__Data for processing__:

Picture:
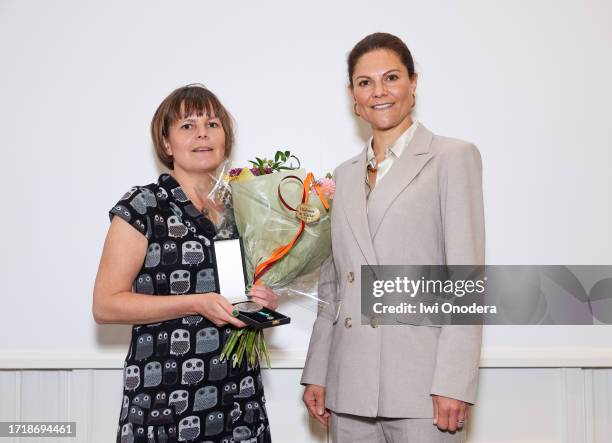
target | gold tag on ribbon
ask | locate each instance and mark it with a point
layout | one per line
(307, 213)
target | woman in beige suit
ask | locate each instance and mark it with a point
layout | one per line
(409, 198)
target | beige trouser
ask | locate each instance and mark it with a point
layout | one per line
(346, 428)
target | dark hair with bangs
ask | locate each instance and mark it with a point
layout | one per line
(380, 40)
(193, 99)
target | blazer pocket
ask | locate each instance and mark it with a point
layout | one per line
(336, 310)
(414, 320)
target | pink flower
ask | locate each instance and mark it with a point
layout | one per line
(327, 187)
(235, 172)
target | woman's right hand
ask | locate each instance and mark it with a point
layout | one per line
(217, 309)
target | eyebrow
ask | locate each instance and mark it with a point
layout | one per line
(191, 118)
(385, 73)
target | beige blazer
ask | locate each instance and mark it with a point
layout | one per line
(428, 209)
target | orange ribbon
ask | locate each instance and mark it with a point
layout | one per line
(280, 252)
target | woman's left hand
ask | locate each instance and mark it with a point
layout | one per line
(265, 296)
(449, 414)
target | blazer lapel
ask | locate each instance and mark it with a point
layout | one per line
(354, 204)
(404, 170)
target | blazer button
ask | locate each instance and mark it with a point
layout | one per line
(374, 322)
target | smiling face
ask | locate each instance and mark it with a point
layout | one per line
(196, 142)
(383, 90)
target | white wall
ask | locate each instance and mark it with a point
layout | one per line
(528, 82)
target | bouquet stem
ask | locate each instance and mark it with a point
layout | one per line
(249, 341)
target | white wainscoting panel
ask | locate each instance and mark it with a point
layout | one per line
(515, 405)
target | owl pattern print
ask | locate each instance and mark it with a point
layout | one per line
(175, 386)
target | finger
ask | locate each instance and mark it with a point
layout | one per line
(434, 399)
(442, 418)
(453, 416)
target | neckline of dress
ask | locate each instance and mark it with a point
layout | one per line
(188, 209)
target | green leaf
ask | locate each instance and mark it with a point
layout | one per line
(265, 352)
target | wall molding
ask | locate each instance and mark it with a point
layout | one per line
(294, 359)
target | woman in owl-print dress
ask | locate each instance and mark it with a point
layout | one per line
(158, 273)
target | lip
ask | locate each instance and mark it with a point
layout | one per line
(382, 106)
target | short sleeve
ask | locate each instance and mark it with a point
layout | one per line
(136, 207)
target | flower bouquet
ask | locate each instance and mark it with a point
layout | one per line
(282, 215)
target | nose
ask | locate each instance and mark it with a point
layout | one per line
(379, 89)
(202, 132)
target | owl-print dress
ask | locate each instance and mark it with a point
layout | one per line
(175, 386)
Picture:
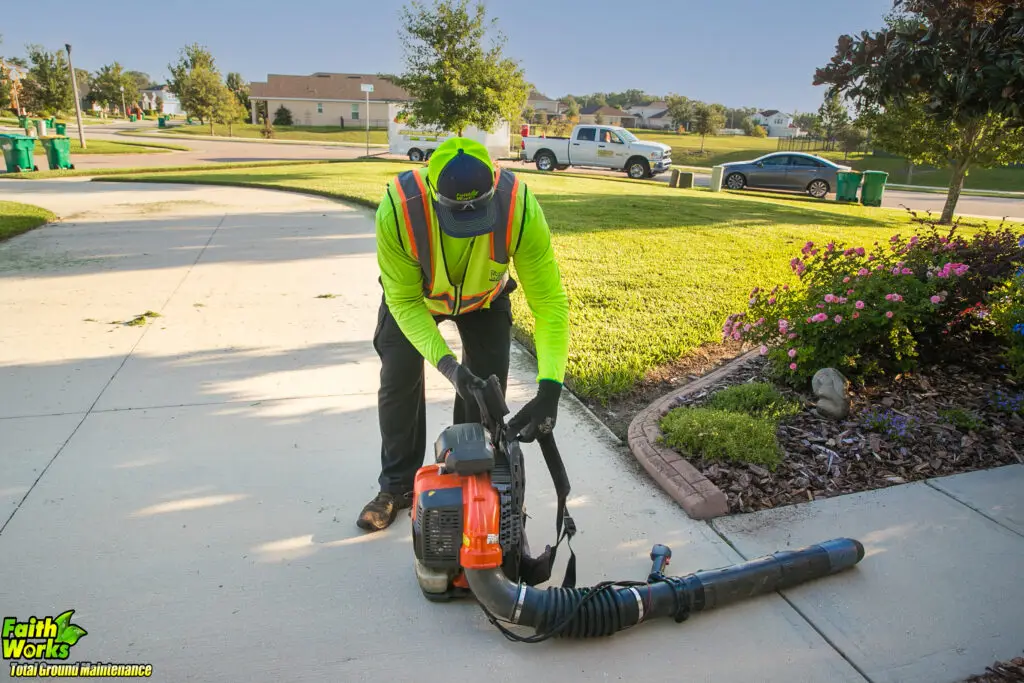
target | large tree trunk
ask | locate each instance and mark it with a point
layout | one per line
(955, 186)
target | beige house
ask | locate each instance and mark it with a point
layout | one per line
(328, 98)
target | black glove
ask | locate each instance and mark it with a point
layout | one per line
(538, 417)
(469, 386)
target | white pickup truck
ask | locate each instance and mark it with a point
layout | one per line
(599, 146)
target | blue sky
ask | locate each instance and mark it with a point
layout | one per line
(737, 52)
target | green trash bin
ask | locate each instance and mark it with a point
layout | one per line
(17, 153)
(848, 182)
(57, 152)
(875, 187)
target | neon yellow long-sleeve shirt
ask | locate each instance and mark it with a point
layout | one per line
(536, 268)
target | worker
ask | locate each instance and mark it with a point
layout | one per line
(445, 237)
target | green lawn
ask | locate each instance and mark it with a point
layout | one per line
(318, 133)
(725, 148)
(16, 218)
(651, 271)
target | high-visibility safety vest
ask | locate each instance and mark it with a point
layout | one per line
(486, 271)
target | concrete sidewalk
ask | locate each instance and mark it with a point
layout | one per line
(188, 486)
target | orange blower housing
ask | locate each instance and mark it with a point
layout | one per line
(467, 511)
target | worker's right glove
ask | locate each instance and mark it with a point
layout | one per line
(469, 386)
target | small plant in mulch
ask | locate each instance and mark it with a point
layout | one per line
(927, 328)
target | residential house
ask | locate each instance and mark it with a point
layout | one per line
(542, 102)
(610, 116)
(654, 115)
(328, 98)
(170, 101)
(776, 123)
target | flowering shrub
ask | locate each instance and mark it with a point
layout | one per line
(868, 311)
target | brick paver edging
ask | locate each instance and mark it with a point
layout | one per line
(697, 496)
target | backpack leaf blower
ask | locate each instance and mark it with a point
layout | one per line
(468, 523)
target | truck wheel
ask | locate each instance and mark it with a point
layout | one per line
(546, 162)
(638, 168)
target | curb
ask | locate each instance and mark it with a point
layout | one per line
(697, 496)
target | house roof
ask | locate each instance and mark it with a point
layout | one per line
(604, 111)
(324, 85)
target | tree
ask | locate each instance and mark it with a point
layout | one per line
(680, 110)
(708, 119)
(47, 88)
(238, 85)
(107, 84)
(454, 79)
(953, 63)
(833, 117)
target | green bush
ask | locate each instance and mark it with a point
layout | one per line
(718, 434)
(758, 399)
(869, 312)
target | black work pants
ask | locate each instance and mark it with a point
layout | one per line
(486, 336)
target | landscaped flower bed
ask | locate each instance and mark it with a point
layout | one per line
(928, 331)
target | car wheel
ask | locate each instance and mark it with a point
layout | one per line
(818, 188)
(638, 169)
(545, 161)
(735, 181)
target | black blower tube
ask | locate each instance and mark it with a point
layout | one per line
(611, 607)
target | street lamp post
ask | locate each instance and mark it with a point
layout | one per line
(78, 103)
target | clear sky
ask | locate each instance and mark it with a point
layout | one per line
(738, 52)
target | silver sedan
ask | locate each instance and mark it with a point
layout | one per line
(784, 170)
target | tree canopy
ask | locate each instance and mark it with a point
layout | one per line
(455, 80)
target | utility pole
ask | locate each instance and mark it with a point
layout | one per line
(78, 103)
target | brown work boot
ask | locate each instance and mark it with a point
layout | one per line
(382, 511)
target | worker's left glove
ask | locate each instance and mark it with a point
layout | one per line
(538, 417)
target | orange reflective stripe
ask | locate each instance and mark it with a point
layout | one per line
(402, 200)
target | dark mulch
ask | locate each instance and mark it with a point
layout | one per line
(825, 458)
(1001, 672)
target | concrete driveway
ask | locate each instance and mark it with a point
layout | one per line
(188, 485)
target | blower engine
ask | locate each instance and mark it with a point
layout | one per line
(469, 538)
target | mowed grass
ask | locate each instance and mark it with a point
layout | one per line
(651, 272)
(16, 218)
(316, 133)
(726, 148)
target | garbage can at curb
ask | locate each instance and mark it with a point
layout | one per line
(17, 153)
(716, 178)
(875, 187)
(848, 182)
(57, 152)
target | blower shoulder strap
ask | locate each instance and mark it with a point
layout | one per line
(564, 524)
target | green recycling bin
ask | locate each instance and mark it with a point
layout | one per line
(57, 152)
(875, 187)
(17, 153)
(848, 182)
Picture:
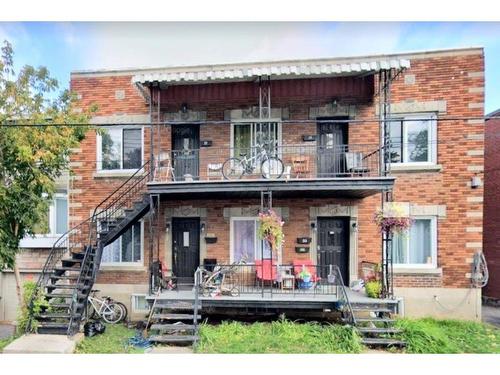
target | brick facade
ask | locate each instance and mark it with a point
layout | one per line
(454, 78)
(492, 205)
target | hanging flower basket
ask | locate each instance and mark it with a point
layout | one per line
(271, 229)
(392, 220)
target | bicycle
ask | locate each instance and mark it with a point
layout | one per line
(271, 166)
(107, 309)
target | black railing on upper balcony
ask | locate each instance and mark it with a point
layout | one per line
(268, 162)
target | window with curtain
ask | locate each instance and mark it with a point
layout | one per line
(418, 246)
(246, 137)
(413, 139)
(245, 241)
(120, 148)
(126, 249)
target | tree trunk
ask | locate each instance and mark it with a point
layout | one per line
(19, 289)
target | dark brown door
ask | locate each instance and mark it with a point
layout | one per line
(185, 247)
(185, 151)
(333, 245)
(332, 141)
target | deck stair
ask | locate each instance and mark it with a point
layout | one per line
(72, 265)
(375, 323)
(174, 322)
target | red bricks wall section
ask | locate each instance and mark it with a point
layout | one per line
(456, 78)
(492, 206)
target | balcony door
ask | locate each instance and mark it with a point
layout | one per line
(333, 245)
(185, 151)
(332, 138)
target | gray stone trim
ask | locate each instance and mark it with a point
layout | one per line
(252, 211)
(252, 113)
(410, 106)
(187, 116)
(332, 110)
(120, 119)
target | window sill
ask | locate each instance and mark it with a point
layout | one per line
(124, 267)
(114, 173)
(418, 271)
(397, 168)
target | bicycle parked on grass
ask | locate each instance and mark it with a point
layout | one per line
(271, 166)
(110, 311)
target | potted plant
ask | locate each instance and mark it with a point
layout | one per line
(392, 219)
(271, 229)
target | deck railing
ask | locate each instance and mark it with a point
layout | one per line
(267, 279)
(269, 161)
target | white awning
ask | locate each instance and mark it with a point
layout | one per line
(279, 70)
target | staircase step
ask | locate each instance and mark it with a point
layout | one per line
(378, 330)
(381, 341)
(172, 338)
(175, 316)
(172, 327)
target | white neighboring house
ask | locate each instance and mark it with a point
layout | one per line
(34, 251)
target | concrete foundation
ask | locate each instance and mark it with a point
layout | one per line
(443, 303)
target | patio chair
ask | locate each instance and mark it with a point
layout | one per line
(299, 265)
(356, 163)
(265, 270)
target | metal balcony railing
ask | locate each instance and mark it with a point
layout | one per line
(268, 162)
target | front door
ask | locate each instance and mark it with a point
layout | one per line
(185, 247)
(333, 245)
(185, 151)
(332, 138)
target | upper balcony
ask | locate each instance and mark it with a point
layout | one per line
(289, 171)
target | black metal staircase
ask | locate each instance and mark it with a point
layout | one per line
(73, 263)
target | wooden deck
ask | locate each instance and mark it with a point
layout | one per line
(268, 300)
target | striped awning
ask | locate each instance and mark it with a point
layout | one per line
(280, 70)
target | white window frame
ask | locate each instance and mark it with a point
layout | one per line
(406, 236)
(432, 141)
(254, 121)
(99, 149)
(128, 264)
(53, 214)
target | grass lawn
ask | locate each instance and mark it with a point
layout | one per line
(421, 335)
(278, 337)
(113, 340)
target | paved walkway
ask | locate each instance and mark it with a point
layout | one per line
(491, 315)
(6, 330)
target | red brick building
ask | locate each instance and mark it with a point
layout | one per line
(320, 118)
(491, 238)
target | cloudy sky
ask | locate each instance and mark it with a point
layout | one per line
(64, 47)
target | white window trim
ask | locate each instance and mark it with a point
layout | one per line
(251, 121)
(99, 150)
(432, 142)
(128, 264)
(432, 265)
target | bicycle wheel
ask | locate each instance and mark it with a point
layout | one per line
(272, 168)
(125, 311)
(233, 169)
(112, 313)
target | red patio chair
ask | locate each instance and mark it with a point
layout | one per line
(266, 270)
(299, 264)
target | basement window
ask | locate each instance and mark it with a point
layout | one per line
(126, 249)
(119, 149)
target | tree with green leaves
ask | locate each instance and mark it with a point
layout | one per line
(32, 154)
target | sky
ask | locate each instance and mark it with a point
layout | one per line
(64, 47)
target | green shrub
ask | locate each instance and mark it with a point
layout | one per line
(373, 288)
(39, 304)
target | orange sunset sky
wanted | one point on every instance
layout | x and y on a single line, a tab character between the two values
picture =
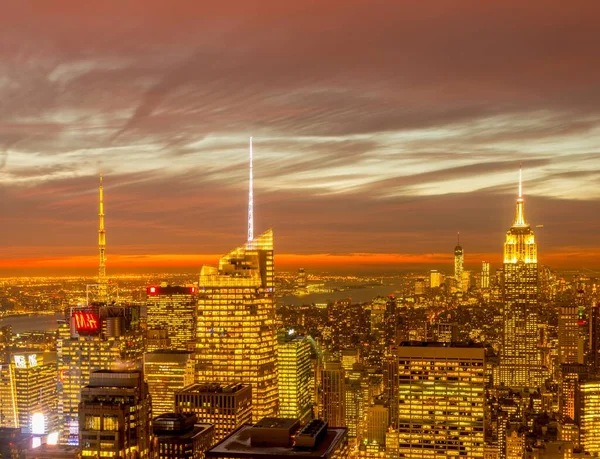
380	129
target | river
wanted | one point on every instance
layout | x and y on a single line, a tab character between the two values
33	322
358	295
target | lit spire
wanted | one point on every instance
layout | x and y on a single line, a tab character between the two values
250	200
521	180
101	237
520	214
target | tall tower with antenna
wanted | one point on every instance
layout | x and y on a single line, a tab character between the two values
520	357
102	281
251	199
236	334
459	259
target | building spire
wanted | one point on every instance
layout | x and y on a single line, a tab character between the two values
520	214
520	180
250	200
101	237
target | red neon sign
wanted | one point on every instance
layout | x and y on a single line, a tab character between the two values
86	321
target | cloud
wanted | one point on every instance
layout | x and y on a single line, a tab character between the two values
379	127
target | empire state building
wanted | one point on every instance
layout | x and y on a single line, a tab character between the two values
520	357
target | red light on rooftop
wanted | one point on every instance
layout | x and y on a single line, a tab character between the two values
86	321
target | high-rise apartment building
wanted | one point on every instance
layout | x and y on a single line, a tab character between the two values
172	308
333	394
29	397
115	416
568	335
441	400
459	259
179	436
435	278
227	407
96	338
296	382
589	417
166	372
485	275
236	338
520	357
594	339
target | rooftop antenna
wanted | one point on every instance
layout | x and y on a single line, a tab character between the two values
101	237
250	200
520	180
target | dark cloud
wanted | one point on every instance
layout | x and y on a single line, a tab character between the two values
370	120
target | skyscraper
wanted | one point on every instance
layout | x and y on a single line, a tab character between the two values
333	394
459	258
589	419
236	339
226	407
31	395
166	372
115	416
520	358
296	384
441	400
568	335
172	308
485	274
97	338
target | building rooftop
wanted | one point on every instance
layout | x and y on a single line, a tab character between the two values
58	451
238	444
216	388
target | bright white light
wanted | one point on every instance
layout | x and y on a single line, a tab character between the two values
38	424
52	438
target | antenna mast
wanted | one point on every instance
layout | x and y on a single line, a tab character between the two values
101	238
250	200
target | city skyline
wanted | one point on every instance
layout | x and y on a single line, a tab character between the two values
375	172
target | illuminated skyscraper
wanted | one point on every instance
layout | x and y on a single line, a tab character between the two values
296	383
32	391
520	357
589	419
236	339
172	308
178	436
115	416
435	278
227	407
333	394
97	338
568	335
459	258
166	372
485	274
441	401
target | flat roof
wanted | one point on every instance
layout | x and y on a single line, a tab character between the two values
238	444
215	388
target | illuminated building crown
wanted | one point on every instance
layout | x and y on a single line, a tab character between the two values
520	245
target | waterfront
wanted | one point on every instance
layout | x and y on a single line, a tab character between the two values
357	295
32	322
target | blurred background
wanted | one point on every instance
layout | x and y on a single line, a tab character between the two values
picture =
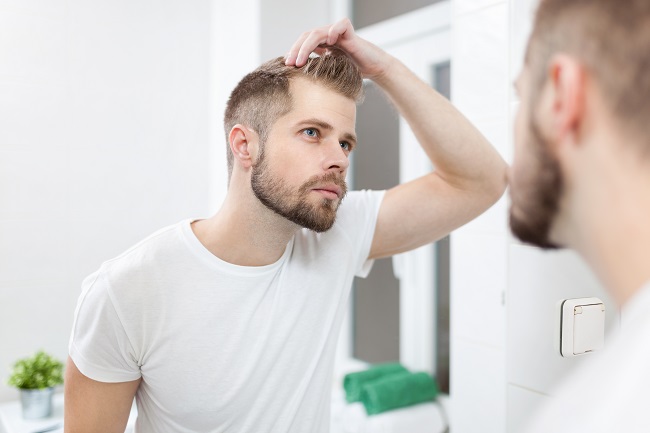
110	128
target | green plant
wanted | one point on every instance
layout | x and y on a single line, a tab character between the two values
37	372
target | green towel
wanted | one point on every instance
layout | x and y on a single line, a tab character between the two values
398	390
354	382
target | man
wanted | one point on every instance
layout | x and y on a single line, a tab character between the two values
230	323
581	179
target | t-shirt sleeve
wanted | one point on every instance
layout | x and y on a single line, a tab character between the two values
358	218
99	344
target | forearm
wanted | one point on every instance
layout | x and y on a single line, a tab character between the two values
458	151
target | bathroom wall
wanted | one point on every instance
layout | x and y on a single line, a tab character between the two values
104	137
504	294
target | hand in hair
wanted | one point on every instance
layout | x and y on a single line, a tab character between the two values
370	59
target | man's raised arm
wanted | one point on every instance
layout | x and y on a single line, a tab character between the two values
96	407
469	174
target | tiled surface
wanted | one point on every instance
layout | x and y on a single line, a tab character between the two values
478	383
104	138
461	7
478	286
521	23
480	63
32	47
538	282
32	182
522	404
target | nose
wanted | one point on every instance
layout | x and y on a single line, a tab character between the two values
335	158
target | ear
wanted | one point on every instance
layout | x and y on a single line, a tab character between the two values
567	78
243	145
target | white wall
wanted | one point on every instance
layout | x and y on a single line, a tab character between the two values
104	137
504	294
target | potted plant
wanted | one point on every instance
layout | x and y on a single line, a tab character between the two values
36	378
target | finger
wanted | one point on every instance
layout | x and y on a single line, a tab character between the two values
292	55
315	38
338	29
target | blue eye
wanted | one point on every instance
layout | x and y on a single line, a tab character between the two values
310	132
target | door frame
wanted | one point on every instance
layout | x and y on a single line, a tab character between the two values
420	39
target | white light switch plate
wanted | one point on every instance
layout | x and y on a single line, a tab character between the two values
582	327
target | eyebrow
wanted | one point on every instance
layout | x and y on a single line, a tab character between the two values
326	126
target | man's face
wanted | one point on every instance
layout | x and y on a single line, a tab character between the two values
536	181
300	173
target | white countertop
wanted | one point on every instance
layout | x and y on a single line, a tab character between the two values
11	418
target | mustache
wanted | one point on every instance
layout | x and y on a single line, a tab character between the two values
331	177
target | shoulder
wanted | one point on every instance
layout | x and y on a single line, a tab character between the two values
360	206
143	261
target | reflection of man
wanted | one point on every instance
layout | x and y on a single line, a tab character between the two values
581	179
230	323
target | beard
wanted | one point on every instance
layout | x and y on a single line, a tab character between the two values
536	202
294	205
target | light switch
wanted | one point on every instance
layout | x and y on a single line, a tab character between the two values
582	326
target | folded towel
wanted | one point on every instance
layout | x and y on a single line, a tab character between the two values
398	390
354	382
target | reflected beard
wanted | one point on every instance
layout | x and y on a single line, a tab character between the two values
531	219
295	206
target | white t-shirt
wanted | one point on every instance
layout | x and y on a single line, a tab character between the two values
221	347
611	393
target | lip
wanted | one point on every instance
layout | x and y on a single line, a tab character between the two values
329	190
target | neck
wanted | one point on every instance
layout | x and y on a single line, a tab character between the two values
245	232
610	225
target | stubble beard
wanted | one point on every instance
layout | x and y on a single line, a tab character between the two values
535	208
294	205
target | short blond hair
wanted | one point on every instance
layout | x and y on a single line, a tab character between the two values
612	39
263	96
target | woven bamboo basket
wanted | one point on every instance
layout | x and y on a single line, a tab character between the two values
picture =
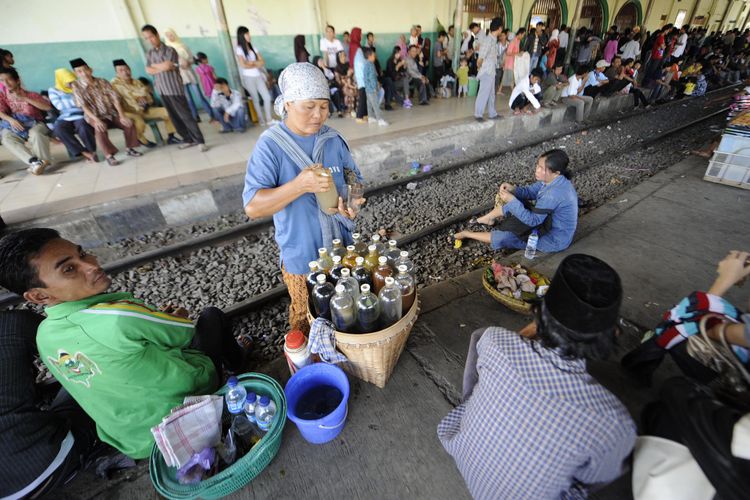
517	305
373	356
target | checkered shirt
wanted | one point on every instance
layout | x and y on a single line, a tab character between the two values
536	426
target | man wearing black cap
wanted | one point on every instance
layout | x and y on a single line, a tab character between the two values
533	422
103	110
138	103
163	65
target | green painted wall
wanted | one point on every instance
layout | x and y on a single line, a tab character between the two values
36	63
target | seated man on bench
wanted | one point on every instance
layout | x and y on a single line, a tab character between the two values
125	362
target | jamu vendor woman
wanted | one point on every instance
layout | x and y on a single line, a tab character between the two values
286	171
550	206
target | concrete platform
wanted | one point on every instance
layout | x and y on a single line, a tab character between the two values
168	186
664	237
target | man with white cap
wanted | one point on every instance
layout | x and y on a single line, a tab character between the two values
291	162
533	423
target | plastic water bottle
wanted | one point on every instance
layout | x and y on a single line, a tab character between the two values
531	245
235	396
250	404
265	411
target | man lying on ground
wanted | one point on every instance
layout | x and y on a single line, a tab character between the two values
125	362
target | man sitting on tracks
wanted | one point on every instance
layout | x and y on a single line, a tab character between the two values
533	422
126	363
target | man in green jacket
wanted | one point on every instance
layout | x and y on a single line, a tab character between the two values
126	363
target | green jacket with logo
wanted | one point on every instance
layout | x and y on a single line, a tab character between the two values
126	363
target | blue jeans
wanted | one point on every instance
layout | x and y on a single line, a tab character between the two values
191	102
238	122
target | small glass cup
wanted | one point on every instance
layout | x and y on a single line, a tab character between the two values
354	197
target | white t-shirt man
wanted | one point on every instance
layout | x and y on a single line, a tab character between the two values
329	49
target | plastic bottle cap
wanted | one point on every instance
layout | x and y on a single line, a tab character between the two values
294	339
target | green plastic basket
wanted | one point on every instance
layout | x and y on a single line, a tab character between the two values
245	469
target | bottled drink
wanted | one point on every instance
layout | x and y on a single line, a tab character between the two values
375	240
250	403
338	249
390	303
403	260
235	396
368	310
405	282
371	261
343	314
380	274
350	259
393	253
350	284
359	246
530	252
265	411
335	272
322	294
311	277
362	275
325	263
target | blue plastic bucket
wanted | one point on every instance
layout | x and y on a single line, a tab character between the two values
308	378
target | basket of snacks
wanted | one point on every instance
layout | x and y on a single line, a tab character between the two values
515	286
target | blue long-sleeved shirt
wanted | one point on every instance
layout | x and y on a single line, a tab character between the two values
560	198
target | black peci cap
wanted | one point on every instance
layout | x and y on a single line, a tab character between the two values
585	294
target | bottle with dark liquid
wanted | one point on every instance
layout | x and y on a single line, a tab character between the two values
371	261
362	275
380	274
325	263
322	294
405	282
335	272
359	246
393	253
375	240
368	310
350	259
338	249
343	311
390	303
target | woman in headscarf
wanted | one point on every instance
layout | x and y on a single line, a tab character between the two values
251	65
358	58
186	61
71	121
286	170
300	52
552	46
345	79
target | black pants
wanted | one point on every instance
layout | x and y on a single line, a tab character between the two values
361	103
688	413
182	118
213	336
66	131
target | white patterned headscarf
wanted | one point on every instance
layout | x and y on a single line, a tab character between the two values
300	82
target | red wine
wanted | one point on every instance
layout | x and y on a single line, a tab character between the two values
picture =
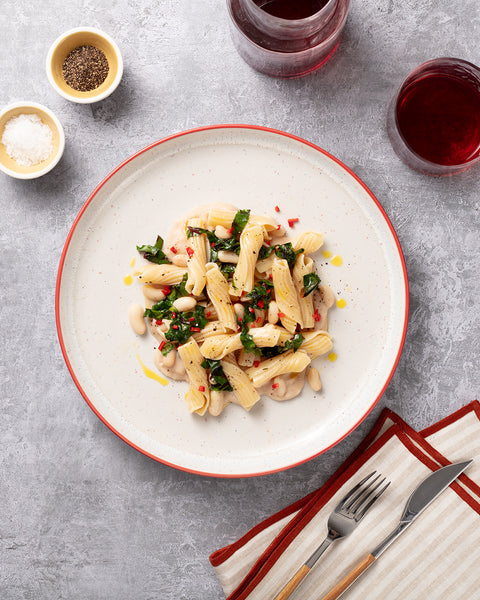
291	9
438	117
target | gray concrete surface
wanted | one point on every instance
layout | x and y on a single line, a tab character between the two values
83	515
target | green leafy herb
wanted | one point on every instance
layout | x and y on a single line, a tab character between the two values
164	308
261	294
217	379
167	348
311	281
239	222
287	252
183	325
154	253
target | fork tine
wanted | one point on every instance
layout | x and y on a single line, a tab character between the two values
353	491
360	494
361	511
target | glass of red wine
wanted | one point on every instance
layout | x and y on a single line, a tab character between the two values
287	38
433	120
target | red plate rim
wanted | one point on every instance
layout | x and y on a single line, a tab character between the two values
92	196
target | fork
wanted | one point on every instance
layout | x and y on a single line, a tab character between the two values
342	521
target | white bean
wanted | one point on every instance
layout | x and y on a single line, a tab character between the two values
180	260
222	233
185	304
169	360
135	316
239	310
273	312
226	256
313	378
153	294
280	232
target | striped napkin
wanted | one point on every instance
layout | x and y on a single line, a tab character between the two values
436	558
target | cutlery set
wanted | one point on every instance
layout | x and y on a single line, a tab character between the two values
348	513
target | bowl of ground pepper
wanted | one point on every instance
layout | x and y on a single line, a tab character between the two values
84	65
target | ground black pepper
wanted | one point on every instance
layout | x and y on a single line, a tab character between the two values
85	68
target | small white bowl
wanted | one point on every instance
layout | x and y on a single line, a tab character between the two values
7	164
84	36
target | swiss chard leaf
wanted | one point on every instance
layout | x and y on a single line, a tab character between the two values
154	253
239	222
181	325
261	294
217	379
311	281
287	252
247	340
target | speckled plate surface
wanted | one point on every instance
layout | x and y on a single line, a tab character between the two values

__What you should do__: Pull out all lines from the entries above that include the word "staircase".

__Result of the exercise__:
target | staircase step
target | black metal staircase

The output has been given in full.